* **WORK REQUEST 1**:
Answer these questions using the Ghana cocoa report below:
(a) What position does K. Obeng Adjinah hold?
(b) What price did cocoa reach on July 1 on London's Liffe exchange?
(c) What does the report say capsid bugs feed on?
* **WORK REQUEST 2**: Continue the Ghana cocoa report below, starting after its final sentence.

* **GIVEN TEXT**:
★ ★ ★ ★ ★ ★ ★
July 9 (Bloomberg) -- Ghana, the second-largest producer of cocoa, has brought the capsid-bug pest ``under control'' through a campaign of spraying trees with insecticide, according to the country's industry regulator.

``They don't pose much of a problem anymore in Ghana,'' K. Obeng Adjinah, head of Cocoa Disease and Pest Control at the Ghana Cocoa Board, or Cocobod, said in an interview yesterday in London. ``The capsid bug is under control.''

Cocoa rose to $1,800 a metric ton July 1 on London's Liffe exchange, the highest since at least 1989, partly on concern pests such as capsid would curb production in West Africa. Ghana has been expanding the area it sprays for the bugs and black-pod disease since it began paying for insecticide in 2001, and as it seeks to increase its crop 63 percent to 1 million tons by 2010.

Ghana's cocoa output fell 17 percent to 614,000 tons, or 18 percent of world production in 2006-07, because of a lack of rain, the International Cocoa Organization said on its Web site.

Black pod is a fungal disease that rots pods and beans and thrives in humid conditions, while capsid bugs feed on leaves.
★ ★ ★ ★ ★ ★ ★
* **DATASET EXCERPTS**:
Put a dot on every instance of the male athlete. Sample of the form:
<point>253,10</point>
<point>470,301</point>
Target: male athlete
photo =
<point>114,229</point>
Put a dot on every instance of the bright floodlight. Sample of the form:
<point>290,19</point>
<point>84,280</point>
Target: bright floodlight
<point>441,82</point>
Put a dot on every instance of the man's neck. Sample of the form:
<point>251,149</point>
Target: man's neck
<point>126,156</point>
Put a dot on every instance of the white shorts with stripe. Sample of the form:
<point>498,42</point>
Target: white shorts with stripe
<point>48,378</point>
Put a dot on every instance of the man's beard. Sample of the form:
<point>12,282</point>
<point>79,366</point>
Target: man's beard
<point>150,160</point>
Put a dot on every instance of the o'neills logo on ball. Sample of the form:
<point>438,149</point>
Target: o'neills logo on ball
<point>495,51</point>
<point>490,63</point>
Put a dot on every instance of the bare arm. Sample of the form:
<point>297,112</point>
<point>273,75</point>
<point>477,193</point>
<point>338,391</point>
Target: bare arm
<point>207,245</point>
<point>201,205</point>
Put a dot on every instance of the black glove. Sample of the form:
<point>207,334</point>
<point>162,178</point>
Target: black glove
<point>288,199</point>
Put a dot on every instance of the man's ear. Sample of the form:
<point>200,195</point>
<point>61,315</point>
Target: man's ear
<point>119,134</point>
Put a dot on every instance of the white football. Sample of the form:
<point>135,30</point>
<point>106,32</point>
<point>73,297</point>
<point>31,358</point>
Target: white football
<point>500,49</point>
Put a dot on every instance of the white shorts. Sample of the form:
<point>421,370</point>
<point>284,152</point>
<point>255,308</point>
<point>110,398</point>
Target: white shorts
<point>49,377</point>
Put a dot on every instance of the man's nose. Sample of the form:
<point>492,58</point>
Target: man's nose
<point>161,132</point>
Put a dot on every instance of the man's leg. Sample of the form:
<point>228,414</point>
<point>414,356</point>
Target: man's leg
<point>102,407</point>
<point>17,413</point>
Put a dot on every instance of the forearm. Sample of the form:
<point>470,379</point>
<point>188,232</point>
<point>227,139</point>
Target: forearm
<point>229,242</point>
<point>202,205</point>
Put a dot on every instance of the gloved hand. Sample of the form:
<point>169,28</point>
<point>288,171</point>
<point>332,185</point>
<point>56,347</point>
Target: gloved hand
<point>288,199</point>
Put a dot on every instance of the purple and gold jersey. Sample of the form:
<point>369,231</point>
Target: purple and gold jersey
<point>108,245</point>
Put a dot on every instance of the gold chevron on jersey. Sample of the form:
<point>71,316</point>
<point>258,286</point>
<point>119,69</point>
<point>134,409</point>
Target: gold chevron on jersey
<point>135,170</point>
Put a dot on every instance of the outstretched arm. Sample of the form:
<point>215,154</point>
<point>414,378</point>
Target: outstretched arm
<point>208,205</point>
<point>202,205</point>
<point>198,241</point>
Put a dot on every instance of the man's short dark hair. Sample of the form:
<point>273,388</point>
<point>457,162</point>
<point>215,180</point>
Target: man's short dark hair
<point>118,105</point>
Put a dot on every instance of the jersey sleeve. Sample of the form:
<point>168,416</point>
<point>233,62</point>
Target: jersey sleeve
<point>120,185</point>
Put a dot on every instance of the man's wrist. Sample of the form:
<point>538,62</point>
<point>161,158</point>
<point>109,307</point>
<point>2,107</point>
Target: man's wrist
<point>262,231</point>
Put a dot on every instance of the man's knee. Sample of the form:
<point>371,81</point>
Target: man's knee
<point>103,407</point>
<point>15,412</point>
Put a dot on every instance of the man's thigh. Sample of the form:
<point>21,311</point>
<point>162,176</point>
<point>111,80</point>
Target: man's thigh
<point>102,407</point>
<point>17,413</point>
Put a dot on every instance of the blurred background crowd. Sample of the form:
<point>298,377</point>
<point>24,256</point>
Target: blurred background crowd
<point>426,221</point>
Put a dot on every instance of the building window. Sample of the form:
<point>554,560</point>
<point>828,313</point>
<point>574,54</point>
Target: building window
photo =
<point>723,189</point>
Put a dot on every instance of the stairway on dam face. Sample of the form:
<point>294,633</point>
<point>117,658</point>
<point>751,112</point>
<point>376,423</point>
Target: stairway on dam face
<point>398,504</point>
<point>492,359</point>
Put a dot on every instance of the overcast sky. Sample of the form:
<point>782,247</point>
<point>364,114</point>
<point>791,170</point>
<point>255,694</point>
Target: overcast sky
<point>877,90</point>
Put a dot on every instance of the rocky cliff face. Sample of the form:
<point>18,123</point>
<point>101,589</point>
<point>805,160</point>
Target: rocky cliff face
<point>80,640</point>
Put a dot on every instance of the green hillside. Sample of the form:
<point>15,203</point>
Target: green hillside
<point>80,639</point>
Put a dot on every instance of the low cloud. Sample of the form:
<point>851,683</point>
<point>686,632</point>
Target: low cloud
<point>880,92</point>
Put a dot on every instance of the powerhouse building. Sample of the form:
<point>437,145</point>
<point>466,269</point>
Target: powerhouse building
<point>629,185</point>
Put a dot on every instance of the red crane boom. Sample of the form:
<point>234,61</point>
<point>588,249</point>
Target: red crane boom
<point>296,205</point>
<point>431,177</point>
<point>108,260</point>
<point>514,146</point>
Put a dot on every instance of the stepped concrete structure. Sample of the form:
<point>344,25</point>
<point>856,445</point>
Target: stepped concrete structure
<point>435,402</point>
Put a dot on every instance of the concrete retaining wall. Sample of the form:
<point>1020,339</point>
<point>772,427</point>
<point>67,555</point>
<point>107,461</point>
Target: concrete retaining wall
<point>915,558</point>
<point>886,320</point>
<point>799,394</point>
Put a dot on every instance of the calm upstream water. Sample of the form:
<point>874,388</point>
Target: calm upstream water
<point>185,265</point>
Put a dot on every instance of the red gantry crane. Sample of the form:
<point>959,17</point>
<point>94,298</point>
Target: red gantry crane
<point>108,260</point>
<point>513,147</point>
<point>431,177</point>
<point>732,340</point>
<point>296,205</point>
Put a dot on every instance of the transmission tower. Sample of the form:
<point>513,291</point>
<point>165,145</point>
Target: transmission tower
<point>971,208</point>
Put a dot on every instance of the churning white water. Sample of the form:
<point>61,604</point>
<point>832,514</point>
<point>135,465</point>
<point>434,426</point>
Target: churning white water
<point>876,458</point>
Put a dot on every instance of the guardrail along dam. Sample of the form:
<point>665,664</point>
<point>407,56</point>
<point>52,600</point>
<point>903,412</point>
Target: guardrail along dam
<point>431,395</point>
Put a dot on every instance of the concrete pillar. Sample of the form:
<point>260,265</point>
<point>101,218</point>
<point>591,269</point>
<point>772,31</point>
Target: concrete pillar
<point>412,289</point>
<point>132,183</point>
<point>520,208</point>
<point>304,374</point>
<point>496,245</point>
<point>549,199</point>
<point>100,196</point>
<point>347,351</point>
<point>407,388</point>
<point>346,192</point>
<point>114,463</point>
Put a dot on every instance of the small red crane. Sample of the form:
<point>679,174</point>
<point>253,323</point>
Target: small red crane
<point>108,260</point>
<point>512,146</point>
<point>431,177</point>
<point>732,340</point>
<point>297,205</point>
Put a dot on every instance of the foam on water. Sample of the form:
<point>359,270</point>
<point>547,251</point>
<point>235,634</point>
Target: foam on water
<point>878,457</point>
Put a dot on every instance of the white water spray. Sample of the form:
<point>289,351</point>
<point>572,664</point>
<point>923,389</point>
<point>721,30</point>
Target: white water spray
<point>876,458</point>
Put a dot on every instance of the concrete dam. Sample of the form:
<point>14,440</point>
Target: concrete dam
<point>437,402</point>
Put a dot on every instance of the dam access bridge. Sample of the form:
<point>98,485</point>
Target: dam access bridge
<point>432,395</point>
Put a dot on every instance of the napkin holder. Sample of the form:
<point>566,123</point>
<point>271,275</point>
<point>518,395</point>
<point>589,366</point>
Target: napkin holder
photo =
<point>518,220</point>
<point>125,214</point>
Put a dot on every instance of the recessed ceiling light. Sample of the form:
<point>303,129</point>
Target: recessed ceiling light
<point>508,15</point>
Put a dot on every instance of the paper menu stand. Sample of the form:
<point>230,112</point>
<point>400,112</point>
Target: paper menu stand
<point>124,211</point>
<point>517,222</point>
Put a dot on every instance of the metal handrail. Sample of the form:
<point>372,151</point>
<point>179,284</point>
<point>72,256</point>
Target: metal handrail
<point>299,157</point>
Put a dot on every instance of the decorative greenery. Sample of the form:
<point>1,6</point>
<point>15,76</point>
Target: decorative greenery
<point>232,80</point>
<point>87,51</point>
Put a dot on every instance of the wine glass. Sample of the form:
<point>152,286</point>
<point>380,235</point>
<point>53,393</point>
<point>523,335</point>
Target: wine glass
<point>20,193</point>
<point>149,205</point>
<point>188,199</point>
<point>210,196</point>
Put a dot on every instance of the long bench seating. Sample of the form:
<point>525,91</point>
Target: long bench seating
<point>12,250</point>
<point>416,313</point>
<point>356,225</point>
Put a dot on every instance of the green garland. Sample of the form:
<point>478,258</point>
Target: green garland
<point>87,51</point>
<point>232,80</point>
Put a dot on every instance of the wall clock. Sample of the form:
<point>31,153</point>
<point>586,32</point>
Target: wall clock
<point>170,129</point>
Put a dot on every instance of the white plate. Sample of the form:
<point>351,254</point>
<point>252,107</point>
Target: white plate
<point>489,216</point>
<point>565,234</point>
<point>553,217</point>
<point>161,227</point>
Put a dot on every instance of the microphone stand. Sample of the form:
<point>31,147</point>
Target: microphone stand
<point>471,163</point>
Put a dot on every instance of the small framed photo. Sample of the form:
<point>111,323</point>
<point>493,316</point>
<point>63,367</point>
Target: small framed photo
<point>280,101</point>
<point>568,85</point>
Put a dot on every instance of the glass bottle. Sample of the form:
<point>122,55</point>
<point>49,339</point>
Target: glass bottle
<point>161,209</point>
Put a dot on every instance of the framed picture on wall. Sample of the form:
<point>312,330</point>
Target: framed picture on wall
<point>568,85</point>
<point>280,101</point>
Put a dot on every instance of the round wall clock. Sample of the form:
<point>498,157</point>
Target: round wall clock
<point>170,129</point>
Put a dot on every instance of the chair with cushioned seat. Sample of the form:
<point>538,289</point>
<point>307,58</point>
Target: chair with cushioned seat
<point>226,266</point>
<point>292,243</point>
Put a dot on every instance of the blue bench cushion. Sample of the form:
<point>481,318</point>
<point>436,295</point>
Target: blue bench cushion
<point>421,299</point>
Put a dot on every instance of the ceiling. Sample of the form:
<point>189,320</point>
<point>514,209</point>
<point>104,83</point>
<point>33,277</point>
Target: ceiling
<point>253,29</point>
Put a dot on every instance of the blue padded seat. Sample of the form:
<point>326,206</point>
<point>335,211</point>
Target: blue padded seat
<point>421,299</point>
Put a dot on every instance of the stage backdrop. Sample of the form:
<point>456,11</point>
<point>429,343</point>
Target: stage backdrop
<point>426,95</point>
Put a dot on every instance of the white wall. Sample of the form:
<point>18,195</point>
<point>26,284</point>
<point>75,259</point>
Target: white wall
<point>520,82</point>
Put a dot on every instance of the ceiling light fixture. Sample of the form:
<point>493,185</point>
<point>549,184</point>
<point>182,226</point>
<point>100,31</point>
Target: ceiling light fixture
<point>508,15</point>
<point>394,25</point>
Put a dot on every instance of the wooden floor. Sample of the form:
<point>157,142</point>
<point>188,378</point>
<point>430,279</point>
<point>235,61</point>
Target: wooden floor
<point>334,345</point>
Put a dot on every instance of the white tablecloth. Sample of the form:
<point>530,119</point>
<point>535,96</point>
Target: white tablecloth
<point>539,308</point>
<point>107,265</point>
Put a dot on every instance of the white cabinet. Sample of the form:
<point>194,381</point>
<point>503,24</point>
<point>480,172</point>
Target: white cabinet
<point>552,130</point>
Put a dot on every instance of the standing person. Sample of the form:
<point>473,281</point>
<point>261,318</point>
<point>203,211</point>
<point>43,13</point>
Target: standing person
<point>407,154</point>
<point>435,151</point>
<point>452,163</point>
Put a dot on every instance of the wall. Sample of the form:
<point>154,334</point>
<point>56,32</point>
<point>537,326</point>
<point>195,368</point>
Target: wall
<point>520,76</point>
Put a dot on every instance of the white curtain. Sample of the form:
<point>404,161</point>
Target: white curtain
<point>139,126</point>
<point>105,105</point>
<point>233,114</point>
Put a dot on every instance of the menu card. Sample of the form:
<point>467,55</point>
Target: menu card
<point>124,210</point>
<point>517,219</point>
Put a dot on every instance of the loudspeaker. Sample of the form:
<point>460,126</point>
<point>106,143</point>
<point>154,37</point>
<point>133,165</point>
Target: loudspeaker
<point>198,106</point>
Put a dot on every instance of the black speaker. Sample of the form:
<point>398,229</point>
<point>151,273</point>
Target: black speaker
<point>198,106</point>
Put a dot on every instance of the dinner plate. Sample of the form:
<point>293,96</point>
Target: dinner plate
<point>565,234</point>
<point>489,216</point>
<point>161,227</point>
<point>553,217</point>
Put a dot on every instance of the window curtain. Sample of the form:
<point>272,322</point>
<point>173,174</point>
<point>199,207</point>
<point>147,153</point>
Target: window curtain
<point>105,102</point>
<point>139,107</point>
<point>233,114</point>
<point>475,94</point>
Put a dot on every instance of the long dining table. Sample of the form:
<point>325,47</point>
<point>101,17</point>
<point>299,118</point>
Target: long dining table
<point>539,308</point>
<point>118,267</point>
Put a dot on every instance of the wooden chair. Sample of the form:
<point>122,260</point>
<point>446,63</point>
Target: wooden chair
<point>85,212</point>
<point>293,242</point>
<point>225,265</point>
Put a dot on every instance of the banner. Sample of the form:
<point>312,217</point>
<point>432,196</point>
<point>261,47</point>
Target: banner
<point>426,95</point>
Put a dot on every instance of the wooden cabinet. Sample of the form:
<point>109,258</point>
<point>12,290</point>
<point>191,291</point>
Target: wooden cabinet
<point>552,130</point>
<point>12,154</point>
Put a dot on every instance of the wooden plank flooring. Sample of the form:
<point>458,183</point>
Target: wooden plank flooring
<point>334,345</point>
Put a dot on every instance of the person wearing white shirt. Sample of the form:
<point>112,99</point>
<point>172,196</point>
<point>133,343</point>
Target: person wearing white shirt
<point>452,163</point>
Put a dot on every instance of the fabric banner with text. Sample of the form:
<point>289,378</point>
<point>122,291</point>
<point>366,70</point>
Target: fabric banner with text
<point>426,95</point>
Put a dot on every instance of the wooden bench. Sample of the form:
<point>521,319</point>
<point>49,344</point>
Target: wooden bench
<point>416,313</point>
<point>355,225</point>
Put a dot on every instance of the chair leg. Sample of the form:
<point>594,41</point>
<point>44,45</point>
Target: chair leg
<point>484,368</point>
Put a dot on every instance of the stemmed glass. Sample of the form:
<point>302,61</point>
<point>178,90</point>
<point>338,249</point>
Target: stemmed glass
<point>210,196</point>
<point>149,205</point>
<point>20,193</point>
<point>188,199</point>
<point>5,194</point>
★ ★ ★ ★ ★ ★ ★
* **REPLY 1**:
(a) He is head of Cocoa Disease and Pest Control at the Ghana Cocoa Board, or Cocobod.
(b) It reached $1,800 a metric ton.
(c) They feed on leaves.

* **REPLY 2**:
``The area we are spraying against black pod is increasing every year,'' Adjinah said at presentation organized by Cocobod in London. ``Once it gets hold, it becomes endemic and you cannot eliminate it completely.''

Cocobod is also working on developing varieties resistant to swollen shoot disease, which can kill a tree in three years, along with ways to detect the virus that causes it more quickly. The virus is carried by the mealy bug, which has a waxy shell that repels insecticide, Adjinah said.

Swollen Shoot

``We are on course to solve it,'' said Henry Dzahini- Obiatey, who recently finished a doctorate on the disease at the U.K.'s Reading University after working for Cocobod since 1998. ``We have already identified which trees are resistant and which are tolerant,'' he said at the presentation.

Another approach is barrier cropping, involving planting a perimeter of disease-resistant crops such as citrus and oil palm around the cocoa trees to be harvested, Dzahini-Obiatey said.

Cocoa prices have also surged this year on rising demand for chocolate from emerging economies and increased fuel charges that pushed up farming, shipment and processing costs.